Travail demandé -
1 - Dans le texte sur le procès de Ryanair, relevez toutes les charges retenues contre la compagnie.
2 - Poursuivez le texte sur le procès de Ryanair après sa dernière phrase.

Extrait choisi -
:::
Dans le collimateur de la justice depuis plus de trois ans, Ryanair comparaît jeudi et vendredi en correctionnelle à Aix-en-Provence pour avoir enfreint le droit social français sur sa base de l'aéroport de Marseille, où la compagnie irlandaise à bas coûts affiche une santé plus éclatante que jamais.
Parmi les charges retenues: travail dissimulé, entrave au fonctionnement du comité d'entreprise, à celui des délégués du personnel, à l'exercice du droit syndical, emploi illicite de personnels navigants (non affiliés au régime complémentaire obligatoire de retraite).
A l'origine de l'affaire, qui suscita un fracassant faux départ de Ryanair de Marseille en janvier 2011, des plaintes de syndicats de personnels navigants contre les pratiques de la compagnie à Marignane.
:::
Données fournies -
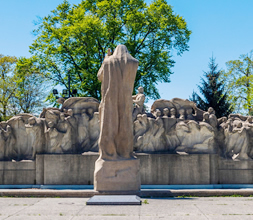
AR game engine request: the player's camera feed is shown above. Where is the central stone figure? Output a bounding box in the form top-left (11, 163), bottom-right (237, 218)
top-left (94, 45), bottom-right (140, 191)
:::
Réponses -
1 -
- travail dissimulé
- entrave au fonctionnement du comité d'entreprise
- entrave au fonctionnement des délégués du personnel
- entrave à l'exercice du droit syndical
- emploi illicite de personnels navigants

2 -
Début 2007, la compagnie y a basé quatre avions (qui dorment là chaque nuit) et 127 salariés, mais n'a déclaré cette activité ni au registre du commerce ni à l'Urssaf. Pas plus qu'elle ne remplit de déclaration fiscale en France ni n'applique à ses employés la législation française du travail.
Le droit irlandais prévaut, argue Ryanair. La société nie d'ailleurs avoir une "base d'exploitation", ses salariés prenant selon elle leurs consignes au siège, à Dublin, pour une activité marseillaise temporaire, et volant dans des avions irlandais.
La justice estime à l'inverse que la compagnie mène une activité pérenne, et même croissante, depuis cette base. L'enquête des gendarmes de l'Office central de lutte contre le travail illégal (OCLTI) montre ainsi que Ryanair dispose de 300 m2 de locaux, avec des lignes fixes, 95 casiers, des sous-traitants et deux cadres reconnus comme supérieurs hiérarchiques. Une surveillance des parkings révèle aussi que les salariés vivent dans la région.
Pour l'accusation, c'est le droit français qui s'applique aux personnels navigants des compagnies installées en France, comme le stipule un décret de 2006, transposant des réglements européens.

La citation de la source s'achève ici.